### TASK INSTRUCTIONS
a – According to the review of The Crying Game, where does Fergus find the soldier's girlfriend working?
b – Set down the passage of the review of The Crying Game between "Some movies keep" and "more with him.", inclusive, word for word.

### DOCUMENT EXCERPT
** Start **
Roger Ebert Home

The Crying Game

Some movies keep you guessing. Some movies make you care. Once in a long while a movie comes along that does both things at the same time. It's not easy.

Neil Jordan's "The Crying Game" keeps us involved and committed through one plot twist after another. It's one of the best films of 1992.

Jordan's wonderful film does what Hitchcock's "Psycho" (1960), a very different film, also did: It involves us deeply in its story, and then it reveals that the story is really about something else altogether. We may have been fooled, but so was the hero, and as the plot reveals itself we find ourselves identifying more and more with him.

The movie doesn't make it easy; we have to follow him through a crisis of the heart, but the journey is worth it.

Warning: This is the kind of movie that inspires enthusiastic discussions afterward. People want to talk about it. Don't let them talk to you. "The Crying Game" needs to be seen with as close to an open mind as possible, and anyone who tells you too much about the film is not doing you a favor. I would prefer, in fact, that you put this review aside until you see the film. If you read on, I will do my best not to spoil your own discoveries.

The movie opens in Northern Ireland, where a British soldier (Forrest Whitaker) is kidnapped by the IRA. In a secluded forest hideout, he is guarded by a team including Fergus (Stephen Rea), who has become a committed terrorist and yet is still a person with kindness in his soul. The soldier may be executed if the British government doesn't release IRA prisoners. Meanwhile, he must be guarded, and as Fergus spends a long night with him, they get to know and even like one another. The soldier shows Fergus a snapshot of his girlfriend, back in London, and asks him to look her up someday - if, as the soldier suspects, he is going to die soon.

This is a version of the classic Irish short story, "A Guest of the Nation," by Frank O'Connor, in which IRA men in the 1920s make the mistake of becoming friendly with the man they will have to kill.

But the movie resolves this dilemma with an unexpected development.

And then, the next time we see Fergus, he is in London, under a new name, working as a laborer on a construction site.

He still has the snapshot. He goes looking for the soldier's girlfriend, and finds her working in a beauty salon. On an impulse he goes in to get his hair cut. After work, she goes to a nearby pub.

They begin a conversation, using the bartender as a middleman in one of the many unexpected narrative touches in an entirely original film. The girlfriend, named Dil (Jaye Davidson) is an original, too, with a delightful dry way of understating herself, of keeping her cool while seeming amused at the same time. She reminds us there is such a thing as verbal style; too much modern movie dialogue is flat and plot-driven.

Fergus and Dil are attracted to one another. But there are fundamental unacknowledged deceptions between them - not least, the fact that Fergus is the man who shares responsibility for the boyfriend's death. The most fascinating passages in the film follow the development of their relationship, which becomes an emotional fencing match as it survives one revelation after another. Then the IRA tracks Fergus to his hiding place and has another job for him to do.
** End **
[Region annotation items]
** Start **
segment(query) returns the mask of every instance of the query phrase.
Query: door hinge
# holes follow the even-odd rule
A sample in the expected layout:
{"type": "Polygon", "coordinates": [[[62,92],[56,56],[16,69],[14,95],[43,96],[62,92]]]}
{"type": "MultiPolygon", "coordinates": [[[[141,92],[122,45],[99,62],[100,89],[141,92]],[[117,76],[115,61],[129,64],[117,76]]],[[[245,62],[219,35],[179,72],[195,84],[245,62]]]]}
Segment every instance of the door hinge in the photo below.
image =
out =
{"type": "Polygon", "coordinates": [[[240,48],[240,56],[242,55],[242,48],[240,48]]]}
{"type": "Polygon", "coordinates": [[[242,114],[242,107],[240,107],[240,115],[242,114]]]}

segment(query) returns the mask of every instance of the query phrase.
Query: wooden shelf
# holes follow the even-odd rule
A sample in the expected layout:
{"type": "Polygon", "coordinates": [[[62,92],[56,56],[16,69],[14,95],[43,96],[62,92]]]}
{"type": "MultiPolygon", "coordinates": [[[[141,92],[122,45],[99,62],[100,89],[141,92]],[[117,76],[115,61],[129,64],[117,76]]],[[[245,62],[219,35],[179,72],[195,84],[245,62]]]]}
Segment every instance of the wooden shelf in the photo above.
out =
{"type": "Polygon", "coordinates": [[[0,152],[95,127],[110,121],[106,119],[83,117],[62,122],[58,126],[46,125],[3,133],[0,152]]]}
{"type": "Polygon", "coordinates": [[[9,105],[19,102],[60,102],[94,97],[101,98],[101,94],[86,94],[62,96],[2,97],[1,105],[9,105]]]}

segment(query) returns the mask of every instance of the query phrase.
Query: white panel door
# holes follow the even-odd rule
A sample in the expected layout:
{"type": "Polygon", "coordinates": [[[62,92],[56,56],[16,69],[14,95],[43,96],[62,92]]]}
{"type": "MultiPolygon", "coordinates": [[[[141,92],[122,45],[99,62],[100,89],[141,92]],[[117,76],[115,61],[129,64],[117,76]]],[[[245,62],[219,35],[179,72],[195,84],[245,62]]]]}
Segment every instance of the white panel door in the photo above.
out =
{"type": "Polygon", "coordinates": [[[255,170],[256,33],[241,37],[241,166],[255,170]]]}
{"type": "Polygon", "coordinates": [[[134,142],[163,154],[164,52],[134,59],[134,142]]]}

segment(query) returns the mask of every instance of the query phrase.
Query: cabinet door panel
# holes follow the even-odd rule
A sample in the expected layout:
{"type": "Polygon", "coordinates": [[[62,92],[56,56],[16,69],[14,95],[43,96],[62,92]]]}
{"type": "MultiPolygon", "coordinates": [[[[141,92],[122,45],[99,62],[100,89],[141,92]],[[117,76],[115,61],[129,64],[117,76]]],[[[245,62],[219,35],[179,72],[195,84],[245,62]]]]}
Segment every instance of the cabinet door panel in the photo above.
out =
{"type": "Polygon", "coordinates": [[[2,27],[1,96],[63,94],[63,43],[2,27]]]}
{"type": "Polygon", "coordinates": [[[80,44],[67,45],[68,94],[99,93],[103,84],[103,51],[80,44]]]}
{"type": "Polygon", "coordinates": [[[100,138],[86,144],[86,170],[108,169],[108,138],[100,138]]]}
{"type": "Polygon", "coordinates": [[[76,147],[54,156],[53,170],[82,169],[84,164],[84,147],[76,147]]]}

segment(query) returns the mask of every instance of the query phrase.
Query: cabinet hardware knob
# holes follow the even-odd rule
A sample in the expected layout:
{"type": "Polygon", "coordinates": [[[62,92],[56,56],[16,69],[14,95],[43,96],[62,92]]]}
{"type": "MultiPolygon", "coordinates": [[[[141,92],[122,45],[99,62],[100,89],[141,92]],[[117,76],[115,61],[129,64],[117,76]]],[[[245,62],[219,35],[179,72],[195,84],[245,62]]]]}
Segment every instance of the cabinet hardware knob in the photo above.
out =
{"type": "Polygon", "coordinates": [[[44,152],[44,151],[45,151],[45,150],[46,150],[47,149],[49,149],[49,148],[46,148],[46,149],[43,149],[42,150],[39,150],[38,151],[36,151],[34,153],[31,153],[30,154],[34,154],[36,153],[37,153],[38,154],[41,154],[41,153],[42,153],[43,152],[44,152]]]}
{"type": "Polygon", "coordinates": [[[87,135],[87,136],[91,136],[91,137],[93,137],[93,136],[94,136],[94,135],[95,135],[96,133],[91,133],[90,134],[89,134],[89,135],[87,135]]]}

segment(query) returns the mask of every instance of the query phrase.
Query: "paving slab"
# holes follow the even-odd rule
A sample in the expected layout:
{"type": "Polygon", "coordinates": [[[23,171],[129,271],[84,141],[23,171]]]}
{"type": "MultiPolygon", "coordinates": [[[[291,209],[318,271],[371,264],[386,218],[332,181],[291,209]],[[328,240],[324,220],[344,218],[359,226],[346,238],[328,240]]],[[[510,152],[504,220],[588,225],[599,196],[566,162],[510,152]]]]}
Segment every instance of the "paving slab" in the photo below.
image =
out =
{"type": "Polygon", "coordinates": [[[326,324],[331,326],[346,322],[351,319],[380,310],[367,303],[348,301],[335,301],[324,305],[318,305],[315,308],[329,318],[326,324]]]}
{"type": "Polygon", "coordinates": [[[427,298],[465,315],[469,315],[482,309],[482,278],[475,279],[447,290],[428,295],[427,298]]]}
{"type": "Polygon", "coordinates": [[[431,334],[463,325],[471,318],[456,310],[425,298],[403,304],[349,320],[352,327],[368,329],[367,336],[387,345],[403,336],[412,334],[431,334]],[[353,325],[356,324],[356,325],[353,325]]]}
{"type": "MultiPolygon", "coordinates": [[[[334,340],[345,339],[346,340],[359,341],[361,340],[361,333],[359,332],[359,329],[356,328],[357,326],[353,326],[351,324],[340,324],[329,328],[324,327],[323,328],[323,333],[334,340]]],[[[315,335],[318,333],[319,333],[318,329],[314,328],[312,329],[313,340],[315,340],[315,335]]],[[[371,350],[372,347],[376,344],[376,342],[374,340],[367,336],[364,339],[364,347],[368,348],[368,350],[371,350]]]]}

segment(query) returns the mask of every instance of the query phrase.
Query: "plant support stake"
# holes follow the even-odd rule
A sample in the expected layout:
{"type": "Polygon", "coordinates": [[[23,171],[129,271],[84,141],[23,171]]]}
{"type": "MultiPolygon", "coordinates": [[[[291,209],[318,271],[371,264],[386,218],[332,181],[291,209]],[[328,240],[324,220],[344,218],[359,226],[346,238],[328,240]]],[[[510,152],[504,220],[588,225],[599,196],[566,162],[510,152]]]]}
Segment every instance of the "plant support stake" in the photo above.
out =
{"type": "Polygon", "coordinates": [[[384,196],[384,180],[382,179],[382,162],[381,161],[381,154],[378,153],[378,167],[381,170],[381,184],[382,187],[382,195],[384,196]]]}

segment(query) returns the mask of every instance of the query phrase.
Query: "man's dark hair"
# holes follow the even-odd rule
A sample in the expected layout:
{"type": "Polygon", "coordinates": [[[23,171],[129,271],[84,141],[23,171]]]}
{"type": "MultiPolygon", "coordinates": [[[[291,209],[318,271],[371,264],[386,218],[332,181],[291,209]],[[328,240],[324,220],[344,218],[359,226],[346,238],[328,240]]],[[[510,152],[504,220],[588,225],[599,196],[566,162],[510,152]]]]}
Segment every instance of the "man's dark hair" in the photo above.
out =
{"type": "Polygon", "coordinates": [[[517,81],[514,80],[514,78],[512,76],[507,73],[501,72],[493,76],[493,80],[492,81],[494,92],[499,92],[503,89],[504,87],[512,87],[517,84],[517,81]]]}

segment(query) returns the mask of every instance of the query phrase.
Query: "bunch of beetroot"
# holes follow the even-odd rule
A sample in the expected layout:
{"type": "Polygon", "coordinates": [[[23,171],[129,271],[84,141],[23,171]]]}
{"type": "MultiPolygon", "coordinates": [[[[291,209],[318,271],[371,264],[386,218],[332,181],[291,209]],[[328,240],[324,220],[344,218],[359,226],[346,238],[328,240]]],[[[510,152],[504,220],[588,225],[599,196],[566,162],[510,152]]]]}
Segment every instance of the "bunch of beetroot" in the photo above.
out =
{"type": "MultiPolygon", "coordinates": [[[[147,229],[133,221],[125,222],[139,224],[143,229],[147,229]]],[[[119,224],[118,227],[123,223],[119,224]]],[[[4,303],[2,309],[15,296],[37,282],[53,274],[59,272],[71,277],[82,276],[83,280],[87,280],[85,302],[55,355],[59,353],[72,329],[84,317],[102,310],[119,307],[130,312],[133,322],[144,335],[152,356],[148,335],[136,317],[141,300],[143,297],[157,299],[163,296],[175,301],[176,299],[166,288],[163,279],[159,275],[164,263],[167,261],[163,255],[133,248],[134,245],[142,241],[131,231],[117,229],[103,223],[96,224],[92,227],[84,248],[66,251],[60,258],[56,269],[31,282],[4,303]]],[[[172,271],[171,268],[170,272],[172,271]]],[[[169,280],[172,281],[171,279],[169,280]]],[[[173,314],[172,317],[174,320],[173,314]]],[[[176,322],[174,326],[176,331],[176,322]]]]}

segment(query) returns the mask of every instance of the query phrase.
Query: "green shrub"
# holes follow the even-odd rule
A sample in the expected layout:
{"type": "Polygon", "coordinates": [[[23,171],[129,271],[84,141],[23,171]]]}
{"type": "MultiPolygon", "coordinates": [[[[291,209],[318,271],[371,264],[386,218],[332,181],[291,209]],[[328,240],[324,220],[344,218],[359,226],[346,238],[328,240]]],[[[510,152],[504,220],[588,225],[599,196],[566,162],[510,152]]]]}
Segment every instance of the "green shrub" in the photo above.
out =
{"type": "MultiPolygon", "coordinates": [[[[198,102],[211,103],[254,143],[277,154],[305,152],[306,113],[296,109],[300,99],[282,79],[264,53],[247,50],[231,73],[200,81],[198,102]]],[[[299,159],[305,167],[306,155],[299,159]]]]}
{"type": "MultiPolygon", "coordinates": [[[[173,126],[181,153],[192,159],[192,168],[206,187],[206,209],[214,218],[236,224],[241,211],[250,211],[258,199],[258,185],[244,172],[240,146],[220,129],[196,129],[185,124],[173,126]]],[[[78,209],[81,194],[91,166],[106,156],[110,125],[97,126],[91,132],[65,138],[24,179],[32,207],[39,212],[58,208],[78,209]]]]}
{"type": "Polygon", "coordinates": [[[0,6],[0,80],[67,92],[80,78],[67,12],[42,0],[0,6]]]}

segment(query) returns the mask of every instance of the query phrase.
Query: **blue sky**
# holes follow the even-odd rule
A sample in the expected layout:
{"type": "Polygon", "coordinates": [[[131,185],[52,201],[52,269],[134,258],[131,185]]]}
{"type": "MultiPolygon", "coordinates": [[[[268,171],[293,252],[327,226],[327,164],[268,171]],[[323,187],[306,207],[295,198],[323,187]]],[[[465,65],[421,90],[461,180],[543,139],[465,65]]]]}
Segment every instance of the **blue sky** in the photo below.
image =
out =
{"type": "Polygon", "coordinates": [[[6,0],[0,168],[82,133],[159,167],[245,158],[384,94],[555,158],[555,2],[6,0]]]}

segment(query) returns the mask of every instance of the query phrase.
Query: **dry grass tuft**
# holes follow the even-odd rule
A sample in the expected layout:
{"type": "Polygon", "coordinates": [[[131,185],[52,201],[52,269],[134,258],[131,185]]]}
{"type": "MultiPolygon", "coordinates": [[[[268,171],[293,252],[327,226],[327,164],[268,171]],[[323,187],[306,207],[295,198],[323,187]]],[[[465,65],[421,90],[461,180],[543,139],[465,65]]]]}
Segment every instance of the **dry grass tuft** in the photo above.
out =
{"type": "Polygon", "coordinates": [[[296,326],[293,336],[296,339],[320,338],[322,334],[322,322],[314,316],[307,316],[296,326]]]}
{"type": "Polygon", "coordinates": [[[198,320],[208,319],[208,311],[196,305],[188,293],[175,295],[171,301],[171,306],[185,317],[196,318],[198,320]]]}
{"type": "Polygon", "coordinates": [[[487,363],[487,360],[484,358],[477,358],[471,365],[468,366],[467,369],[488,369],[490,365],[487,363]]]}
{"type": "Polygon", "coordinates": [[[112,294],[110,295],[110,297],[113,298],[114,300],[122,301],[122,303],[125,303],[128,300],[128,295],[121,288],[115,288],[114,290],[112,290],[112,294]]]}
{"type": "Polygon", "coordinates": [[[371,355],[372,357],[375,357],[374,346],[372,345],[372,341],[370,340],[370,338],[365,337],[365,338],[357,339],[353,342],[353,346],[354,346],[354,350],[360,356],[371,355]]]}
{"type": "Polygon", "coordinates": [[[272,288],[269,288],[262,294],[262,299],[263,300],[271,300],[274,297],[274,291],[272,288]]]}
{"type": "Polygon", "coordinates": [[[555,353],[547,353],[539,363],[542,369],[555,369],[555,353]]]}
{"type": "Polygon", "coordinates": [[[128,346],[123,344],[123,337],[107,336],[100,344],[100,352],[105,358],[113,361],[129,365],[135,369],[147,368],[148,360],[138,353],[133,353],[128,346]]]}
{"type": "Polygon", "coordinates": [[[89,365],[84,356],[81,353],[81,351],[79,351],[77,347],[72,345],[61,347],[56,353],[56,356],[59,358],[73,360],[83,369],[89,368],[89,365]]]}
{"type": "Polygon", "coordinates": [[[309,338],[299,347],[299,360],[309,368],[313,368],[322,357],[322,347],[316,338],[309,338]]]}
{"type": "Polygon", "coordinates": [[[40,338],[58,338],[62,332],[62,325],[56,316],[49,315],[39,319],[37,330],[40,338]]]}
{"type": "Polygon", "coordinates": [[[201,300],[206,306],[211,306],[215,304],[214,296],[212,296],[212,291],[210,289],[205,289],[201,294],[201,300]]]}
** End **
### TASK-BY-TASK RESULTS
a – In a beauty salon.

b –
Some movies keep you guessing. Some movies make you care. Once in a long while a movie comes along that does both things at the same time. It's not easy.

Neil Jordan's "The Crying Game" keeps us involved and committed through one plot twist after another. It's one of the best films of 1992.

Jordan's wonderful film does what Hitchcock's "Psycho" (1960), a very different film, also did: It involves us deeply in its story, and then it reveals that the story is really about something else altogether. We may have been fooled, but so was the hero, and as the plot reveals itself we find ourselves identifying more and more with him.